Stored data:
◇ ◇ ◇ ◇
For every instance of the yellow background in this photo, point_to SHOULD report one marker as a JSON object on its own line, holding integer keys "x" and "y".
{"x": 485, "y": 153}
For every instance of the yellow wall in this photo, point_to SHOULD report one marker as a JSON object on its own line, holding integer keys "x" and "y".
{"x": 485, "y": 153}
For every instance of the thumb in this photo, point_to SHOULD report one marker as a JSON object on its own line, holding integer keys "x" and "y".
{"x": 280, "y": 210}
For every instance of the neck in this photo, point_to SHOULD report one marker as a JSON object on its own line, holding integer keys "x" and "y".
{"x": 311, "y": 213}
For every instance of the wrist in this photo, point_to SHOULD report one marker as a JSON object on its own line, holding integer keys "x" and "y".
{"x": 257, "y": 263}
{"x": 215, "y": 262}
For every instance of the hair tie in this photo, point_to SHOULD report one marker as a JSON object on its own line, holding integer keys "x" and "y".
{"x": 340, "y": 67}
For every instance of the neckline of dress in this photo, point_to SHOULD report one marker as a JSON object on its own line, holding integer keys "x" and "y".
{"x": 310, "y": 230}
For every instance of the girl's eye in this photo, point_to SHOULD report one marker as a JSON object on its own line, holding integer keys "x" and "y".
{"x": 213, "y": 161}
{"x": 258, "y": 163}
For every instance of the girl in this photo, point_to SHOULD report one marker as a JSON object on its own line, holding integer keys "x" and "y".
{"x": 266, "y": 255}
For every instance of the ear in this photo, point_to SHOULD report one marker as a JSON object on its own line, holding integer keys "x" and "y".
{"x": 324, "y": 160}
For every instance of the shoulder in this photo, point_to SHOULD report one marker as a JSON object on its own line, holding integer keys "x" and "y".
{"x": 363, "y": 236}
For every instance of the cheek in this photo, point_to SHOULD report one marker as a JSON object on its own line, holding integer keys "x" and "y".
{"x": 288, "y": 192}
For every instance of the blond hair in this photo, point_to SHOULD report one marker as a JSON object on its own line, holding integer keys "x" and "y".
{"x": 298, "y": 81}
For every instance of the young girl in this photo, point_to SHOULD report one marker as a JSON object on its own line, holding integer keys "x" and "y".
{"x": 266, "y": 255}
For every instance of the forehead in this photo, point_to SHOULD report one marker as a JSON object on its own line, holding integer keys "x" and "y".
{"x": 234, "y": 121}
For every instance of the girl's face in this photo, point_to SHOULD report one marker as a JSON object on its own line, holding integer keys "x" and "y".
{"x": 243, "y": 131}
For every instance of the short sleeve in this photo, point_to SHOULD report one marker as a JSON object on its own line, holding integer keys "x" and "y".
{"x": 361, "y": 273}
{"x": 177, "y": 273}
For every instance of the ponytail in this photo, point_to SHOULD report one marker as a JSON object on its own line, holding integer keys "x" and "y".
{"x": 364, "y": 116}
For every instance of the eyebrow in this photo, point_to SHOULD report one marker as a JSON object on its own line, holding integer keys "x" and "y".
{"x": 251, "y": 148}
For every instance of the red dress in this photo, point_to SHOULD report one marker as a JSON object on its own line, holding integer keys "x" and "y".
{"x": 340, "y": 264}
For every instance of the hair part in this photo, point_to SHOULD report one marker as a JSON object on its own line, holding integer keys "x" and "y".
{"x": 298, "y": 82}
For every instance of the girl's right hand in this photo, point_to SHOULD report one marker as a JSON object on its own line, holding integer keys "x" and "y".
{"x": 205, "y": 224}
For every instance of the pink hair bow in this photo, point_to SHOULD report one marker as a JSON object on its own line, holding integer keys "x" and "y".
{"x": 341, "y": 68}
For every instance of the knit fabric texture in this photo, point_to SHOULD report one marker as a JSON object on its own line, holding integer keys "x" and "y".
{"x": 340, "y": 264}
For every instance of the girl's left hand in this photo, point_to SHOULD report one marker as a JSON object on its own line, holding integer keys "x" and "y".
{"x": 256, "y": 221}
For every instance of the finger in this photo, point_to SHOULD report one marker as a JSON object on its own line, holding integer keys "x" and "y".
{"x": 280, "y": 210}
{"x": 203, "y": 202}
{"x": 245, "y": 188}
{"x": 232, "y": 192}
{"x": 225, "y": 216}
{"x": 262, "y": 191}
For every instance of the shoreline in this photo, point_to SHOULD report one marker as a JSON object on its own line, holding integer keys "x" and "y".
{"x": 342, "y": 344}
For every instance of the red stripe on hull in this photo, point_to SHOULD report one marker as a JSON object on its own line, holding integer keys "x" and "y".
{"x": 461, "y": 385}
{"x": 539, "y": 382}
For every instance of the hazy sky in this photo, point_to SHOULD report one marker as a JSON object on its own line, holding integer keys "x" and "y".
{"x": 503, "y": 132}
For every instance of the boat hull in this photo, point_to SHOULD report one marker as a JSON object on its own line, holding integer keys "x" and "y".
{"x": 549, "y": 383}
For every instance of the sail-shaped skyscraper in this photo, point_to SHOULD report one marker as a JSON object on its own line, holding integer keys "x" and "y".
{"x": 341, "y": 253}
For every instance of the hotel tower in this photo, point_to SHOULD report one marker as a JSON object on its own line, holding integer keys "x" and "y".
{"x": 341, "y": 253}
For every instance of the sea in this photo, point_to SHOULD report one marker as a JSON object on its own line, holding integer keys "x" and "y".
◇ ◇ ◇ ◇
Copy all the records exactly so that no character differs from the source.

RESPONSE AREA:
For every instance of the yellow background in this photo, point_to SHOULD report one marker as a JSON object on its own line, holding integer keys "x" and "y".
{"x": 485, "y": 153}
For every instance of the yellow wall in this photo, point_to SHOULD report one marker as a JSON object on its own line, holding integer keys "x" and "y".
{"x": 485, "y": 153}
For every instance of the thumb in this photo, point_to SHOULD report one marker as a JSON object on its own line, holding integer keys "x" and "y".
{"x": 280, "y": 210}
For every instance of the neck in this photo, point_to SHOULD report one marker as a JSON object on its own line, holding integer keys "x" and "y".
{"x": 311, "y": 213}
For every instance of the wrist in this photo, point_to SHOULD report one marker as a JSON object on its own line, holding integer keys "x" and "y".
{"x": 257, "y": 263}
{"x": 215, "y": 262}
For every instance of the hair tie in this photo, point_to SHOULD report one marker as a JSON object on its own line, holding integer keys "x" and "y".
{"x": 340, "y": 67}
For every instance of the neckline of dress in this photo, point_to SHOULD report one marker as a JSON object on its own line, holding integer keys "x" and "y".
{"x": 310, "y": 230}
For every instance of the girl's eye in this photo, point_to SHOULD report one marker as a JSON object on its own line, holding integer keys "x" and "y".
{"x": 213, "y": 161}
{"x": 258, "y": 163}
For every instance of the girl in this photo, point_to SHOULD report one marker as a JSON object on its own line, holding integer keys "x" and "y".
{"x": 266, "y": 255}
For every instance of the ear in this photo, point_to SHOULD report one marker as a JSON object on its own line, holding integer keys "x" and "y".
{"x": 324, "y": 160}
For every instance of the shoulder in this photo, point_to SHOULD report one marker as a JSON object on its own line, holding integer keys "x" and "y".
{"x": 363, "y": 236}
For every instance of the cheek in this photo, point_to SHOULD report one marker as a JSON object on its own line, holding integer keys "x" and "y".
{"x": 288, "y": 192}
For every instance of the blond hair in this photo, point_to SHOULD report one marker as a JSON object on its own line, holding integer keys "x" and "y".
{"x": 298, "y": 81}
For every instance of the young girl in this photo, point_to SHOULD report one marker as a JSON object on its own line, holding integer keys "x" and "y".
{"x": 266, "y": 255}
For every instance of the forehead in this photo, point_to SHOULD report one marker as a JSON object on its own line, holding integer keys "x" and "y".
{"x": 234, "y": 121}
For every instance of the girl's face in this photo, point_to SHOULD report one marker as a JSON object on its own line, holding integer keys "x" and "y".
{"x": 243, "y": 131}
For every instance of the short sleeve in this photo, point_to SHOULD report one marker as a JSON object on its own line, holding integer keys "x" and "y".
{"x": 361, "y": 273}
{"x": 177, "y": 273}
For every instance of the ponytail in this photo, point_to SHOULD report one marker as a JSON object on its own line, holding integer keys "x" and "y".
{"x": 364, "y": 116}
For every instance of the eyebrow in this photo, point_to SHOULD report one marker as a JSON object on its own line, holding integer keys "x" and "y".
{"x": 251, "y": 148}
For every instance of the red dress in this photo, point_to SHOULD report one marker as a JSON object on its own line, holding integer keys "x" and "y".
{"x": 340, "y": 264}
For every instance of the hair part in this photo, point_to SHOULD report one marker as a JSON object on its own line, holding integer keys "x" and "y".
{"x": 298, "y": 82}
For every instance of the girl's right hand in this photo, point_to SHOULD report one marker as a JSON object on its own line, holding integer keys "x" and "y".
{"x": 205, "y": 224}
For every instance of the pink hair bow in this photo, point_to SHOULD report one marker as a JSON object on its own line, holding integer keys "x" and "y".
{"x": 341, "y": 68}
For every instance of the knit fabric texture in this photo, point_to SHOULD report one marker as a JSON object on its own line, holding integer keys "x" and "y".
{"x": 340, "y": 264}
For every instance of the girl's left hand in this photo, point_to SHOULD report one marker as a JSON object on its own line, holding integer keys "x" and "y".
{"x": 256, "y": 221}
For every instance of the finger in this photo, point_to SHOULD report one marker as a JSON object on its own line, holding integer keys "x" and "y".
{"x": 280, "y": 210}
{"x": 203, "y": 202}
{"x": 245, "y": 188}
{"x": 232, "y": 192}
{"x": 225, "y": 216}
{"x": 262, "y": 191}
For every instance of the shoreline in this photo, point_to SHOULD report one marker as a JSON object on its own line, holding integer keys "x" and "y".
{"x": 342, "y": 344}
For every instance of the red stripe on hull in this photo, point_to SHOULD report one marker as a JSON object on its own line, holding integer keys "x" and "y".
{"x": 461, "y": 385}
{"x": 539, "y": 382}
For every instance of the hazy sky in this photo, point_to SHOULD report one marker as a JSON object on its own line, holding integer keys "x" and "y".
{"x": 503, "y": 132}
For every instance of the boat hull in this photo, point_to SHOULD report one marker as a JSON object on its own line, holding integer keys "x" and "y".
{"x": 549, "y": 383}
For every instance of the sail-shaped skyscraper in this photo, point_to SHOULD report one marker as a JSON object on its own line, holding integer keys "x" and "y".
{"x": 341, "y": 253}
For every instance of the hotel tower in this photo, point_to SHOULD report one marker as a JSON object on its own line, holding integer keys "x" and "y".
{"x": 341, "y": 253}
For every instance of the sea in this photo, point_to SHOULD report one marker as a JSON object on its own line, holding integer keys "x" and "y".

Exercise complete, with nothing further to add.